▶ **Exercise aim**:
Repeat every entry word for word. Images do not belong in the copy.

(Beginning of The records)

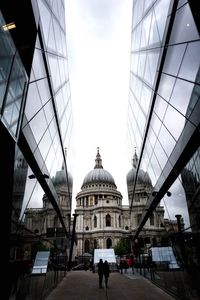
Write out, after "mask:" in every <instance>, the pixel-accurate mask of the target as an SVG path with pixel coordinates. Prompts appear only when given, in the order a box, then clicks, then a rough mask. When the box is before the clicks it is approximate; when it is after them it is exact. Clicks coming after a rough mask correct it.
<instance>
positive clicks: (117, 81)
mask: <svg viewBox="0 0 200 300" xmlns="http://www.w3.org/2000/svg"><path fill="white" fill-rule="evenodd" d="M65 8H66V31H67V46H68V58H69V77H70V85H71V98H72V105H73V118H74V147H75V157H74V166H73V177H74V190H73V202H74V203H73V208H74V207H75V196H76V194H77V193H78V192H79V191H80V189H81V185H82V182H83V179H84V177H85V176H86V174H87V173H88V172H89V171H90V170H92V169H93V168H94V161H95V157H96V152H97V147H99V148H100V154H101V157H102V160H103V167H104V169H106V170H107V171H109V172H110V173H111V174H112V176H113V177H114V179H115V183H116V185H117V188H118V190H119V191H120V192H121V193H122V195H123V204H127V203H128V202H127V201H128V200H127V188H126V174H127V172H128V171H129V170H130V169H131V162H130V161H128V152H127V142H126V124H127V123H126V122H127V104H128V93H129V71H130V42H131V17H132V16H131V12H132V0H66V3H65Z"/></svg>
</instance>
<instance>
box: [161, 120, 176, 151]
mask: <svg viewBox="0 0 200 300" xmlns="http://www.w3.org/2000/svg"><path fill="white" fill-rule="evenodd" d="M158 139H159V141H160V144H161V145H162V147H163V149H165V152H166V154H167V155H168V156H170V154H171V152H172V150H173V149H174V147H175V145H176V141H175V139H174V138H173V137H172V135H171V134H170V133H169V131H167V129H166V128H165V126H164V125H162V126H161V129H160V133H159V136H158Z"/></svg>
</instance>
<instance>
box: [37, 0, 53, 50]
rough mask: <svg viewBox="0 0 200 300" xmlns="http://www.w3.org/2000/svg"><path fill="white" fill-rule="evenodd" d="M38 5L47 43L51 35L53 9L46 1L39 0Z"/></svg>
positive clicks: (42, 24) (40, 16)
mask: <svg viewBox="0 0 200 300" xmlns="http://www.w3.org/2000/svg"><path fill="white" fill-rule="evenodd" d="M38 6H39V10H40V17H41V22H42V30H43V32H44V39H45V42H46V45H47V41H48V37H49V26H50V20H51V11H50V10H49V8H48V6H47V5H46V2H45V1H38Z"/></svg>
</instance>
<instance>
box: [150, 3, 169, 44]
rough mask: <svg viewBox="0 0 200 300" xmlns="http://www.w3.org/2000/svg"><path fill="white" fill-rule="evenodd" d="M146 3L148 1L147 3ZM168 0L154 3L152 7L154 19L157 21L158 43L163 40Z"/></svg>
mask: <svg viewBox="0 0 200 300" xmlns="http://www.w3.org/2000/svg"><path fill="white" fill-rule="evenodd" d="M147 2H148V1H147ZM169 5H170V0H160V1H156V3H155V5H154V12H155V18H156V21H157V28H158V31H159V36H160V41H162V39H163V35H164V30H165V25H166V21H167V15H168V11H169Z"/></svg>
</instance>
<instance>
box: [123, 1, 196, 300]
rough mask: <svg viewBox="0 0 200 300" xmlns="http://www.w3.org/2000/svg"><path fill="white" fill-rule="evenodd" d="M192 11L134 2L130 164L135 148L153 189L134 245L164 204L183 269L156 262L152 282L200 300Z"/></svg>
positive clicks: (164, 206) (128, 135) (167, 264)
mask: <svg viewBox="0 0 200 300" xmlns="http://www.w3.org/2000/svg"><path fill="white" fill-rule="evenodd" d="M193 11H195V8H194V2H193V1H189V2H188V1H170V0H157V1H138V0H135V1H133V22H132V46H131V70H130V93H129V108H128V141H129V151H130V159H131V157H132V156H133V152H134V148H136V150H137V152H138V153H139V162H138V168H139V167H140V168H142V169H143V170H144V171H146V172H148V174H149V176H150V178H151V181H152V185H153V187H154V192H153V193H152V195H150V197H149V199H148V202H147V206H146V211H145V212H144V213H143V215H142V216H141V219H140V223H139V226H138V232H137V234H136V236H135V239H136V238H137V237H138V235H139V233H140V230H141V229H142V228H145V223H146V221H147V220H148V218H149V217H150V214H151V213H152V211H154V209H155V207H156V206H157V205H158V204H161V205H162V206H163V207H164V209H165V222H164V224H163V226H165V228H166V239H165V243H166V241H167V244H168V246H171V247H172V248H173V251H174V254H175V257H176V260H177V262H178V267H177V269H176V270H173V271H172V270H171V269H170V268H169V264H167V263H166V264H164V263H163V262H160V264H158V262H157V263H155V264H154V269H155V268H156V267H157V269H155V272H156V273H155V276H154V277H153V280H155V281H156V282H157V283H158V284H160V285H161V286H163V287H164V288H166V289H168V290H170V291H171V292H173V293H174V294H176V295H177V296H181V297H182V298H183V299H193V298H192V297H198V296H199V295H200V290H199V286H198V279H197V278H200V255H199V253H200V244H199V235H200V225H199V220H200V210H199V207H200V206H199V203H200V202H199V200H200V199H199V187H200V185H199V146H200V138H199V122H200V118H199V115H200V97H199V96H200V86H199V83H200V82H199V78H200V77H199V66H200V56H199V53H200V37H199V31H198V26H199V24H197V23H196V20H195V18H194V15H193ZM136 185H137V179H136V180H135V182H133V187H134V188H135V187H136ZM132 203H133V199H132ZM132 203H131V204H130V206H132ZM158 217H159V216H158ZM154 246H156V247H160V246H164V245H160V244H159V245H158V244H157V245H154ZM151 250H152V249H150V248H149V249H146V253H147V254H148V255H149V256H151V253H152V251H151ZM151 259H152V257H151ZM161 261H162V260H161ZM169 271H170V272H169ZM150 278H151V279H152V277H151V276H150ZM195 299H198V298H195Z"/></svg>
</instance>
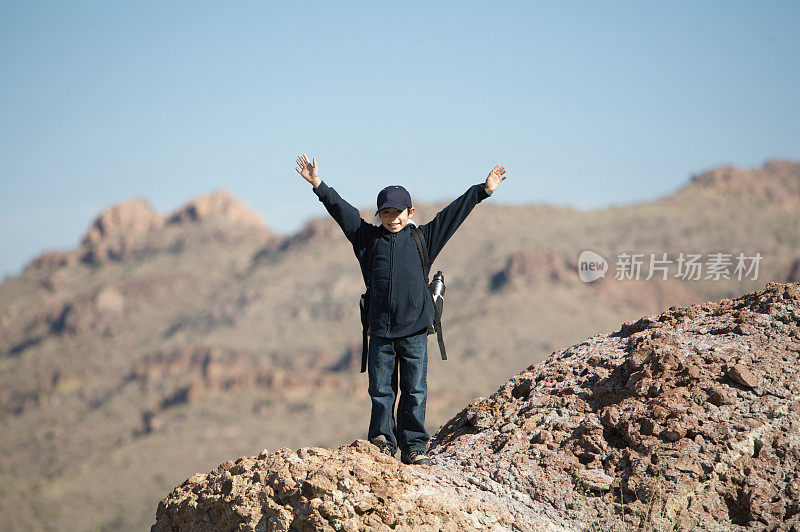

(End of The records)

▶ **Result**:
Write out, after "mask:" in every <instance>, the pixel-accurate mask of the target as an SVG path with pixel coordinates. Prompts appear only when given, in the order a box, then clicks, then a rough mask. When the box is before the clicks it is approximate; when it is after them it is exact. Clicks coming after a rough mask correct it.
<instance>
positive clicks: (117, 81)
mask: <svg viewBox="0 0 200 300" xmlns="http://www.w3.org/2000/svg"><path fill="white" fill-rule="evenodd" d="M65 8H66V31H67V46H68V58H69V77H70V85H71V98H72V105H73V118H74V147H75V157H74V166H73V177H74V190H73V202H74V203H73V208H74V207H75V196H76V194H77V193H78V192H79V191H80V189H81V185H82V182H83V179H84V177H85V176H86V174H87V173H88V172H89V171H90V170H92V169H93V168H94V161H95V157H96V152H97V147H99V148H100V154H101V157H102V160H103V167H104V169H106V170H107V171H109V172H110V173H111V174H112V176H113V177H114V179H115V183H116V185H117V188H118V190H119V191H120V192H121V193H122V195H123V204H127V203H128V202H127V201H128V200H127V188H126V174H127V172H128V171H129V170H130V169H131V162H130V161H128V152H127V142H126V124H127V123H126V122H127V104H128V93H129V71H130V42H131V17H132V16H131V12H132V0H66V3H65Z"/></svg>
</instance>
<instance>
box: [161, 120, 176, 151]
mask: <svg viewBox="0 0 200 300" xmlns="http://www.w3.org/2000/svg"><path fill="white" fill-rule="evenodd" d="M158 139H159V141H160V144H161V145H162V147H163V149H165V152H166V154H167V155H168V156H170V154H171V152H172V150H173V149H174V147H175V145H176V141H175V139H174V138H173V137H172V135H171V134H170V133H169V131H167V129H166V128H165V126H164V125H162V126H161V129H160V133H159V136H158Z"/></svg>
</instance>
<instance>
box: [37, 0, 53, 50]
rough mask: <svg viewBox="0 0 200 300" xmlns="http://www.w3.org/2000/svg"><path fill="white" fill-rule="evenodd" d="M38 5L47 43L51 35L53 9L46 1L39 0Z"/></svg>
positive clicks: (42, 24) (40, 16)
mask: <svg viewBox="0 0 200 300" xmlns="http://www.w3.org/2000/svg"><path fill="white" fill-rule="evenodd" d="M38 6H39V10H40V17H41V22H42V30H43V32H44V39H45V42H46V45H47V41H48V37H49V26H50V20H51V11H50V10H49V8H48V6H47V5H46V2H45V1H38Z"/></svg>
</instance>
<instance>
box: [150, 3, 169, 44]
rough mask: <svg viewBox="0 0 200 300" xmlns="http://www.w3.org/2000/svg"><path fill="white" fill-rule="evenodd" d="M146 3L148 1L147 3ZM168 0L154 3L152 7L154 19L157 21L158 43L163 40Z"/></svg>
mask: <svg viewBox="0 0 200 300" xmlns="http://www.w3.org/2000/svg"><path fill="white" fill-rule="evenodd" d="M147 2H148V1H147ZM169 5H170V0H160V1H156V3H155V5H154V12H155V18H156V21H157V28H158V31H159V36H160V41H162V39H163V35H164V30H165V25H166V21H167V15H168V11H169Z"/></svg>
</instance>
<instance>
box: [123, 1, 196, 300]
rough mask: <svg viewBox="0 0 200 300" xmlns="http://www.w3.org/2000/svg"><path fill="white" fill-rule="evenodd" d="M192 11L134 2L130 164L135 148L153 189L134 245L164 204L183 269L156 262L152 282L200 300Z"/></svg>
positive clicks: (164, 206) (128, 135) (167, 264)
mask: <svg viewBox="0 0 200 300" xmlns="http://www.w3.org/2000/svg"><path fill="white" fill-rule="evenodd" d="M193 11H195V8H194V2H193V1H189V2H188V1H170V0H157V1H138V0H135V1H133V22H132V46H131V70H130V93H129V108H128V141H129V151H130V159H131V157H132V156H133V152H134V148H136V150H137V152H138V153H139V162H138V168H139V167H140V168H142V169H143V170H144V171H146V172H148V174H149V176H150V178H151V181H152V185H153V187H154V192H153V193H152V195H150V197H149V199H148V202H147V206H146V211H145V212H144V213H143V215H142V216H141V219H140V223H139V226H138V232H137V234H136V236H135V239H136V238H137V237H138V235H139V233H140V230H141V229H142V228H145V223H146V221H147V220H148V218H149V217H150V214H151V213H152V211H154V209H155V207H156V206H157V205H158V204H161V205H162V206H163V207H164V209H165V222H164V224H163V226H165V228H166V239H165V243H166V241H167V244H168V246H171V247H172V248H173V251H174V254H175V257H176V260H177V262H178V267H177V269H176V270H173V271H172V270H171V269H170V268H169V264H167V263H166V264H164V263H163V262H160V264H158V262H157V263H155V264H154V269H155V268H156V267H157V269H155V272H156V273H155V276H154V277H153V280H155V281H156V282H157V283H158V284H160V285H161V286H163V287H164V288H166V289H168V290H170V291H171V292H173V293H174V294H176V295H177V296H181V297H182V298H183V299H193V298H192V297H198V296H199V295H200V290H199V286H198V279H197V278H200V255H199V253H200V244H199V235H200V225H199V220H200V210H199V207H200V206H199V203H200V202H199V200H200V199H199V187H200V185H199V146H200V138H199V122H200V118H199V115H200V97H199V96H200V86H199V83H200V82H199V78H200V77H199V66H200V56H199V53H200V37H199V31H198V26H199V24H197V23H196V20H195V18H194V15H193ZM136 185H137V179H136V180H135V182H133V187H134V188H135V187H136ZM132 203H133V199H132ZM132 203H131V204H130V206H132ZM158 217H159V216H158ZM154 246H156V247H160V246H164V245H160V244H159V245H158V244H157V245H154ZM151 250H152V249H150V248H149V249H146V253H147V254H148V255H149V256H151V253H152V251H151ZM151 259H152V257H151ZM161 261H162V260H161ZM169 271H170V272H169ZM150 278H151V279H152V277H151V276H150ZM195 299H198V298H195Z"/></svg>
</instance>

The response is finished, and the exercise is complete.